→ **Activity**
Exactly the lines from the one holding "so yeah i'm trying to get boxes around every metal" to the end of the listing, both ends included, make up the expected answer.

→ **Working data**
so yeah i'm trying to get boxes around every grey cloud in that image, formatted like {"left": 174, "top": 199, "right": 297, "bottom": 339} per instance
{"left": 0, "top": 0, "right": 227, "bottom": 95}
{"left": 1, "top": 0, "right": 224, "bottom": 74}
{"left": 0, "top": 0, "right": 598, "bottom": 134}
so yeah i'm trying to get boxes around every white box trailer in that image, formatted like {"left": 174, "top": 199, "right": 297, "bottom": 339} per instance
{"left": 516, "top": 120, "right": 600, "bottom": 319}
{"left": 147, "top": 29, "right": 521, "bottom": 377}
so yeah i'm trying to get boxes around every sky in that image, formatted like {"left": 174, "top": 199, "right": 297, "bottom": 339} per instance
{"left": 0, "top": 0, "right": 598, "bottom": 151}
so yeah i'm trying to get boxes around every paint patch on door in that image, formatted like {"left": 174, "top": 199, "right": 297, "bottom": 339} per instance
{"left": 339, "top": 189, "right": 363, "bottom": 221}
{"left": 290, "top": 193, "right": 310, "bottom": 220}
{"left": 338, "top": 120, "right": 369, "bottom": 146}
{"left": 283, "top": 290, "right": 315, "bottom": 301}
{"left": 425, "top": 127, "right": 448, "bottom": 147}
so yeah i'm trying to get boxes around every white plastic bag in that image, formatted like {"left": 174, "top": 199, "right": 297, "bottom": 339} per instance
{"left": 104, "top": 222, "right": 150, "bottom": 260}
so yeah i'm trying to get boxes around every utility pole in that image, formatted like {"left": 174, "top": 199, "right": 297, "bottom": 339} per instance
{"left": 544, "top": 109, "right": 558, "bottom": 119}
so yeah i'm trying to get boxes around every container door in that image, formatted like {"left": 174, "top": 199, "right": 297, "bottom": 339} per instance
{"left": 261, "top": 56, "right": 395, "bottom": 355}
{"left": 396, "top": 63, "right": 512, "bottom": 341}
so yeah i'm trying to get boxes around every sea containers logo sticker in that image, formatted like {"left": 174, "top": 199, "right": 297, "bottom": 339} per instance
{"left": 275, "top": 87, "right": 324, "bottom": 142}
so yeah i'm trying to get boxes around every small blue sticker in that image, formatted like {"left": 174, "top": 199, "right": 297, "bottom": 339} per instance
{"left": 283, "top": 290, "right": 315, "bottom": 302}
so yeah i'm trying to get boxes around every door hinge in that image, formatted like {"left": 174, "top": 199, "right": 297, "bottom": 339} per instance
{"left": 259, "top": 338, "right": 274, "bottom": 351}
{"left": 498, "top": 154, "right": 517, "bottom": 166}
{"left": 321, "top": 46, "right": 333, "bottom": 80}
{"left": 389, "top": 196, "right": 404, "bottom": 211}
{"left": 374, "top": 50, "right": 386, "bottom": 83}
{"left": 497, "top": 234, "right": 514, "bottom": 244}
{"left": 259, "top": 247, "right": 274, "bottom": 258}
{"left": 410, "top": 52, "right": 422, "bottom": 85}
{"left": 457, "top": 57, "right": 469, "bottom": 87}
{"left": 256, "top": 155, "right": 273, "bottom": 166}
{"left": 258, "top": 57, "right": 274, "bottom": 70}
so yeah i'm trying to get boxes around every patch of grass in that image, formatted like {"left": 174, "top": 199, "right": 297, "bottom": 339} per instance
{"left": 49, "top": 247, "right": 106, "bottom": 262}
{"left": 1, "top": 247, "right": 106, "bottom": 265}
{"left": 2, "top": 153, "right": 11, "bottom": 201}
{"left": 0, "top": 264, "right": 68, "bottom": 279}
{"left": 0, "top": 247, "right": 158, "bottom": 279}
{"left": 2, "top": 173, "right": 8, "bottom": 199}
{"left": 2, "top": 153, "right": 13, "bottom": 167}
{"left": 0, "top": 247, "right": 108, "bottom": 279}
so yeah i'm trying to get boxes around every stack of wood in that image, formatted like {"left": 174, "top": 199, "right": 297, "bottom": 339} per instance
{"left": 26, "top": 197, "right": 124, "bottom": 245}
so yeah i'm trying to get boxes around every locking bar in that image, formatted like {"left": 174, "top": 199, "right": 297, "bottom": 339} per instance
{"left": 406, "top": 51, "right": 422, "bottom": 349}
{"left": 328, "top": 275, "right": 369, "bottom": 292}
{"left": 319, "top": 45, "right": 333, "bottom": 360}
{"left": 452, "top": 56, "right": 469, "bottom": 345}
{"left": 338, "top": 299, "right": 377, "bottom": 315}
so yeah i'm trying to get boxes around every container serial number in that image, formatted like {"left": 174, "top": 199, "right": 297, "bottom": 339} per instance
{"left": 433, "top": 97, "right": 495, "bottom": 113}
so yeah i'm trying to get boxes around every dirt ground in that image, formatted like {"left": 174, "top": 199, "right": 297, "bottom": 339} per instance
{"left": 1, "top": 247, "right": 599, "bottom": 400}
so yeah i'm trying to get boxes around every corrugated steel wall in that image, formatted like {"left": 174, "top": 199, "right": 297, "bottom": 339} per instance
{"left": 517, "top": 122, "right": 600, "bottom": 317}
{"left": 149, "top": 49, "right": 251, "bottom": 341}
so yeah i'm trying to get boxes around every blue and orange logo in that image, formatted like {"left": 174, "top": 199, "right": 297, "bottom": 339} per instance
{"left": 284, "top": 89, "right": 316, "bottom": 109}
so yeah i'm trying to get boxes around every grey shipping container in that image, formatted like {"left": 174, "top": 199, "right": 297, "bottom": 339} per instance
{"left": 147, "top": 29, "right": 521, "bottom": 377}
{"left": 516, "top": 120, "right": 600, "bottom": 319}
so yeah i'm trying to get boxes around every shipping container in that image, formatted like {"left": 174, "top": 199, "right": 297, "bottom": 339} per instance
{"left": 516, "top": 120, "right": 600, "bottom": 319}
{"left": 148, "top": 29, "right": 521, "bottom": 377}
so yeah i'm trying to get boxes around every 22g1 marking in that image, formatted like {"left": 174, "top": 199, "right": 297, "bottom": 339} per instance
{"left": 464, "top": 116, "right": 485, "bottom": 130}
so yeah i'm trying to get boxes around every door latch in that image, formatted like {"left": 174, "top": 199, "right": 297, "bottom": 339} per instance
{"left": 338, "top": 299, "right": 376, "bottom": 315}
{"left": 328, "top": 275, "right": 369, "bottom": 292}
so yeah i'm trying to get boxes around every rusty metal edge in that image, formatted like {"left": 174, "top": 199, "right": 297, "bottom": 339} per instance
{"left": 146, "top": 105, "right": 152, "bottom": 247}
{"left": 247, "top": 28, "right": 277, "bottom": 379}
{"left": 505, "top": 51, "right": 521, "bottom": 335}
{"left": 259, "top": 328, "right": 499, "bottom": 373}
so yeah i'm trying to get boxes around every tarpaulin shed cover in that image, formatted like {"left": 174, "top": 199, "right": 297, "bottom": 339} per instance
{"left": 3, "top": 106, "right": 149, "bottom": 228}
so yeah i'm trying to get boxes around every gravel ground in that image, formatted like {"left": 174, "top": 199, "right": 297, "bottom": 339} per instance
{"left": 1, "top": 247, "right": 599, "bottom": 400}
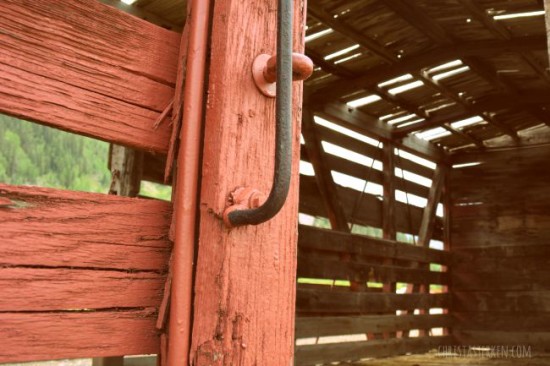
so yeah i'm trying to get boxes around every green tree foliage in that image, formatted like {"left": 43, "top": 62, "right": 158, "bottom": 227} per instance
{"left": 0, "top": 114, "right": 110, "bottom": 192}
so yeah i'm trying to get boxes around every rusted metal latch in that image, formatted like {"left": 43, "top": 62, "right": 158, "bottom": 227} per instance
{"left": 252, "top": 53, "right": 313, "bottom": 97}
{"left": 223, "top": 0, "right": 313, "bottom": 228}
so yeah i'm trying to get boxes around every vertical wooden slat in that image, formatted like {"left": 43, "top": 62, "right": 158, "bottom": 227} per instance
{"left": 382, "top": 143, "right": 397, "bottom": 339}
{"left": 405, "top": 165, "right": 445, "bottom": 337}
{"left": 188, "top": 0, "right": 306, "bottom": 364}
{"left": 383, "top": 144, "right": 397, "bottom": 240}
{"left": 108, "top": 145, "right": 144, "bottom": 197}
{"left": 95, "top": 144, "right": 147, "bottom": 366}
{"left": 418, "top": 166, "right": 445, "bottom": 248}
{"left": 301, "top": 108, "right": 349, "bottom": 231}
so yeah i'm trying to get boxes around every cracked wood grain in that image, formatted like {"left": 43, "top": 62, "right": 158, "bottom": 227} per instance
{"left": 0, "top": 0, "right": 180, "bottom": 152}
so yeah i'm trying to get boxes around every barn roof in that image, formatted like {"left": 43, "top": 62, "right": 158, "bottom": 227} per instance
{"left": 122, "top": 0, "right": 550, "bottom": 154}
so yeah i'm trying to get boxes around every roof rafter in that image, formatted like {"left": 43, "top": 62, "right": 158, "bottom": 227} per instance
{"left": 393, "top": 91, "right": 550, "bottom": 137}
{"left": 381, "top": 0, "right": 520, "bottom": 139}
{"left": 307, "top": 3, "right": 518, "bottom": 143}
{"left": 310, "top": 35, "right": 546, "bottom": 101}
{"left": 308, "top": 102, "right": 450, "bottom": 164}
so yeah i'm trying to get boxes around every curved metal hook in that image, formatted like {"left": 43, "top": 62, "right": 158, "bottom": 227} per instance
{"left": 223, "top": 0, "right": 308, "bottom": 228}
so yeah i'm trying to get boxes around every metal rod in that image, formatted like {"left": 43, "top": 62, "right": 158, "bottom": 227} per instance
{"left": 226, "top": 0, "right": 293, "bottom": 226}
{"left": 167, "top": 0, "right": 210, "bottom": 364}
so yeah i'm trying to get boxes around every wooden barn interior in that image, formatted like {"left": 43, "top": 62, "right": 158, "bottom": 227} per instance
{"left": 1, "top": 0, "right": 550, "bottom": 365}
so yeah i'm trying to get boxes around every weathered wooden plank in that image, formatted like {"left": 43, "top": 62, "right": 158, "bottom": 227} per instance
{"left": 299, "top": 225, "right": 450, "bottom": 265}
{"left": 418, "top": 166, "right": 444, "bottom": 247}
{"left": 310, "top": 35, "right": 547, "bottom": 103}
{"left": 0, "top": 0, "right": 180, "bottom": 152}
{"left": 295, "top": 336, "right": 453, "bottom": 366}
{"left": 453, "top": 251, "right": 550, "bottom": 271}
{"left": 0, "top": 267, "right": 163, "bottom": 311}
{"left": 295, "top": 314, "right": 453, "bottom": 338}
{"left": 188, "top": 0, "right": 306, "bottom": 364}
{"left": 454, "top": 330, "right": 550, "bottom": 349}
{"left": 0, "top": 184, "right": 171, "bottom": 271}
{"left": 108, "top": 145, "right": 144, "bottom": 197}
{"left": 0, "top": 309, "right": 159, "bottom": 362}
{"left": 454, "top": 312, "right": 550, "bottom": 332}
{"left": 298, "top": 256, "right": 449, "bottom": 285}
{"left": 452, "top": 270, "right": 550, "bottom": 291}
{"left": 453, "top": 244, "right": 550, "bottom": 258}
{"left": 454, "top": 291, "right": 550, "bottom": 312}
{"left": 297, "top": 289, "right": 450, "bottom": 314}
{"left": 315, "top": 124, "right": 383, "bottom": 161}
{"left": 314, "top": 102, "right": 449, "bottom": 163}
{"left": 383, "top": 144, "right": 397, "bottom": 240}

→ **Answer section**
so yeah i'm trying to get boxes around every metal rod in that image, formatted like {"left": 43, "top": 62, "right": 158, "bottom": 227} per instance
{"left": 226, "top": 0, "right": 293, "bottom": 226}
{"left": 167, "top": 0, "right": 210, "bottom": 364}
so yeah i'm trying to get boxes around every wooden barn interior in that image, formatted like {"left": 43, "top": 62, "right": 158, "bottom": 227} per instance
{"left": 1, "top": 0, "right": 550, "bottom": 365}
so yeah i'm trying to get boxes around every weathered wooden plank in that image, formatted like {"left": 43, "top": 62, "right": 158, "bottom": 227} per instance
{"left": 299, "top": 225, "right": 450, "bottom": 265}
{"left": 418, "top": 166, "right": 444, "bottom": 247}
{"left": 310, "top": 35, "right": 547, "bottom": 103}
{"left": 0, "top": 0, "right": 180, "bottom": 152}
{"left": 295, "top": 336, "right": 453, "bottom": 366}
{"left": 453, "top": 251, "right": 550, "bottom": 271}
{"left": 0, "top": 267, "right": 163, "bottom": 311}
{"left": 295, "top": 314, "right": 453, "bottom": 338}
{"left": 188, "top": 0, "right": 306, "bottom": 364}
{"left": 454, "top": 330, "right": 550, "bottom": 349}
{"left": 0, "top": 184, "right": 171, "bottom": 271}
{"left": 108, "top": 145, "right": 144, "bottom": 197}
{"left": 0, "top": 309, "right": 159, "bottom": 362}
{"left": 454, "top": 312, "right": 550, "bottom": 332}
{"left": 298, "top": 256, "right": 449, "bottom": 285}
{"left": 452, "top": 270, "right": 550, "bottom": 291}
{"left": 453, "top": 244, "right": 550, "bottom": 258}
{"left": 454, "top": 291, "right": 550, "bottom": 312}
{"left": 297, "top": 289, "right": 450, "bottom": 314}
{"left": 315, "top": 124, "right": 383, "bottom": 161}
{"left": 314, "top": 102, "right": 449, "bottom": 163}
{"left": 383, "top": 144, "right": 397, "bottom": 240}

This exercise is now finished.